— Start of Raw records —

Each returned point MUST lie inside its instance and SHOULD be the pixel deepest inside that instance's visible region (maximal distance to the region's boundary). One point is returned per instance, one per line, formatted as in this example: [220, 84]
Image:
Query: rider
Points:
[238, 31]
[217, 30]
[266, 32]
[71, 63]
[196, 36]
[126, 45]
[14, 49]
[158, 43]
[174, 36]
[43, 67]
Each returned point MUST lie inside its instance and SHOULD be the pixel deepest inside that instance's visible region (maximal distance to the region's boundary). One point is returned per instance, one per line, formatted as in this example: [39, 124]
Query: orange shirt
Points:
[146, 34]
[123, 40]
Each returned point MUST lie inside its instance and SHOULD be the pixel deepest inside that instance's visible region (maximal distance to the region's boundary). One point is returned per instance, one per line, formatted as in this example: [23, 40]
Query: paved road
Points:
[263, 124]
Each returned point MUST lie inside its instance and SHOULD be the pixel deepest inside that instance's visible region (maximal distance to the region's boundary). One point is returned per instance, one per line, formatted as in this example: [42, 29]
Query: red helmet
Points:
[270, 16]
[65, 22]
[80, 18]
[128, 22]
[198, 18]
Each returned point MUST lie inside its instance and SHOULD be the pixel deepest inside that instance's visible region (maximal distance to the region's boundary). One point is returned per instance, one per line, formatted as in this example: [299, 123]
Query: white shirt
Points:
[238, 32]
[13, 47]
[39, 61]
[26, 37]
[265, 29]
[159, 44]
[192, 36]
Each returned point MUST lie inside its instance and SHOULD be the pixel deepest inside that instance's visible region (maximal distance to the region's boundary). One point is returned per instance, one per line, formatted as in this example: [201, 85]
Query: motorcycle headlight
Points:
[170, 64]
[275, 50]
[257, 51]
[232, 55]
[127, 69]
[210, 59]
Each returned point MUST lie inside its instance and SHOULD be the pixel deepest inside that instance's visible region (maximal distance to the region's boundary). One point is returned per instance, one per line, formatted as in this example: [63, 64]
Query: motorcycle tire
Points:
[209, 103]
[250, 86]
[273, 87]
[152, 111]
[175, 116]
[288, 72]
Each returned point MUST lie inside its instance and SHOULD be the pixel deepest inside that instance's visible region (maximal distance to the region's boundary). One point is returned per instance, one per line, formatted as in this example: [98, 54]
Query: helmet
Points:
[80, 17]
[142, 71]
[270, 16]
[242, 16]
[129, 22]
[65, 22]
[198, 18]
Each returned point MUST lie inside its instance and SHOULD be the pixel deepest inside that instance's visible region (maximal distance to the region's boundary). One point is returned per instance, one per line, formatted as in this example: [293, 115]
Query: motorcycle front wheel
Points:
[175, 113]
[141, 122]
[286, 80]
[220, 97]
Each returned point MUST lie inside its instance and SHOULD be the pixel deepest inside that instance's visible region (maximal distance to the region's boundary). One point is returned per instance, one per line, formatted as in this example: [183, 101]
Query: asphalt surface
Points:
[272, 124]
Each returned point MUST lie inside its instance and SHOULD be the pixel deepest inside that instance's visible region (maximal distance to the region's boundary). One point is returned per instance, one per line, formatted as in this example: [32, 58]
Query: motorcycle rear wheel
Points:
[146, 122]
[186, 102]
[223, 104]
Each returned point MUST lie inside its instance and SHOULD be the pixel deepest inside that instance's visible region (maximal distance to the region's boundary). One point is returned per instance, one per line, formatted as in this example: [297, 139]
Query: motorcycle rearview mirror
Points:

— End of Raw records —

**Your instructions:** Output all of the lines above as a Markdown table with two columns, Row and Line. Number each row and skip blank lines.

**Answer to the problem:**
| Row | Line |
|---|---|
| 1 | Each returned point MUST lie inside its instance and SHOULD be the pixel deepest inside that instance's visible region (maximal distance to the region's boundary). One point is returned per instance, one per line, formatted as in this example: [220, 84] |
| 2 | Image: |
| 3 | Query: rider |
| 4 | Points: |
| 5 | [238, 31] |
| 6 | [217, 30] |
| 7 | [266, 32] |
| 8 | [71, 63] |
| 9 | [196, 36] |
| 10 | [126, 45] |
| 11 | [14, 49] |
| 12 | [158, 43] |
| 13 | [174, 36] |
| 14 | [43, 67] |
| 15 | Each returned point MUST lie inside its instance and SHOULD be the pixel deepest inside that instance's visible region (maximal distance to the region's boundary). One point is returned per instance, one per line, formatted as in this example: [39, 124] |
| 16 | Query: orange shirt |
| 17 | Points: |
| 18 | [146, 34] |
| 19 | [123, 40] |
| 20 | Each returned point MUST lie inside its instance and SHOULD be the pixel deepest inside that instance's visible region (maximal distance to the region's boundary). One point is returned per instance, one per line, formatted as in this example: [23, 40] |
| 21 | Query: paved road |
| 22 | Points: |
| 23 | [263, 124] |
| 24 | Each returned point MUST lie inside its instance and SHOULD be the pixel deepest inside that instance's visible region (maximal distance to the region's boundary). One point is returned per instance, one per line, formatted as in this example: [42, 29] |
| 25 | Query: red helmet |
| 26 | Points: |
| 27 | [270, 16] |
| 28 | [65, 22] |
| 29 | [80, 18] |
| 30 | [128, 22] |
| 31 | [198, 18] |
| 32 | Each returned point MUST lie inside its instance and SHOULD be the pixel deepest inside that instance's visible region (maximal distance to the region's boundary). One point is returned per instance, one per line, formatted as in this example: [299, 123] |
| 33 | Query: white shirt |
| 34 | Points: |
| 35 | [238, 32] |
| 36 | [13, 47] |
| 37 | [39, 61] |
| 38 | [26, 37] |
| 39 | [265, 29] |
| 40 | [159, 44] |
| 41 | [192, 36] |
| 42 | Each returned point MUST lie inside its instance and SHOULD be the pixel deepest inside that instance's visible region (maximal distance to the region's boundary). One point is returned per instance, one per line, formatted as in this example: [201, 85] |
| 43 | Query: motorcycle headlight |
| 44 | Points: |
| 45 | [170, 64] |
| 46 | [275, 50] |
| 47 | [257, 51] |
| 48 | [232, 55] |
| 49 | [127, 69] |
| 50 | [210, 59] |
| 51 | Each returned point MUST lie inside its instance and SHOULD be the pixel deepest inside that instance's visible region (maximal distance to the region's boundary). One point is returned per instance, one per line, formatted as in this example: [63, 64] |
| 52 | Query: motorcycle tire |
| 53 | Points: |
| 54 | [209, 103] |
| 55 | [250, 86] |
| 56 | [273, 87] |
| 57 | [152, 111] |
| 58 | [175, 116] |
| 59 | [288, 72] |
| 60 | Each returned point MUST lie inside its instance and SHOULD be the pixel deepest inside that instance's visible region (maximal distance to the region's boundary). One point is returned per instance, one per line, formatted as in this example: [98, 54] |
| 61 | Query: helmet |
| 62 | Points: |
| 63 | [80, 17] |
| 64 | [142, 71] |
| 65 | [270, 16] |
| 66 | [242, 16] |
| 67 | [129, 22] |
| 68 | [65, 22] |
| 69 | [198, 18] |
| 70 | Each returned point MUST lie inside its instance and SHOULD be the pixel deepest inside that instance's visible region (maximal distance to the region's boundary). One point is returned per instance, one per line, formatted as in this example: [293, 115] |
| 71 | Query: motorcycle front wheel |
| 72 | Points: |
| 73 | [175, 113] |
| 74 | [141, 122] |
| 75 | [286, 80] |
| 76 | [220, 97] |
| 77 | Each returned point MUST lie inside its instance and SHOULD be the pixel deepest inside that instance's visible region (maximal distance to the region's boundary). One point is returned per instance, one per line, formatted as in this example: [183, 101] |
| 78 | Query: asphalt surface |
| 79 | Points: |
| 80 | [272, 124] |
| 81 | Each returned point MUST lie inside its instance and SHOULD be the pixel deepest inside that instance's visible region (maximal distance to the region's boundary). One point is returned per instance, one per line, formatted as in this example: [32, 58] |
| 82 | Query: motorcycle rear wheel |
| 83 | Points: |
| 84 | [146, 122] |
| 85 | [186, 102] |
| 86 | [223, 104] |
| 87 | Each returned point MUST lie inside its instance and SHOULD be the pixel deepest inside that instance's visible region (maximal distance to the region's boundary). One point is returned per instance, one per line, formatted as in this example: [297, 139] |
| 88 | Query: motorcycle rearview mirror |
| 89 | Points: |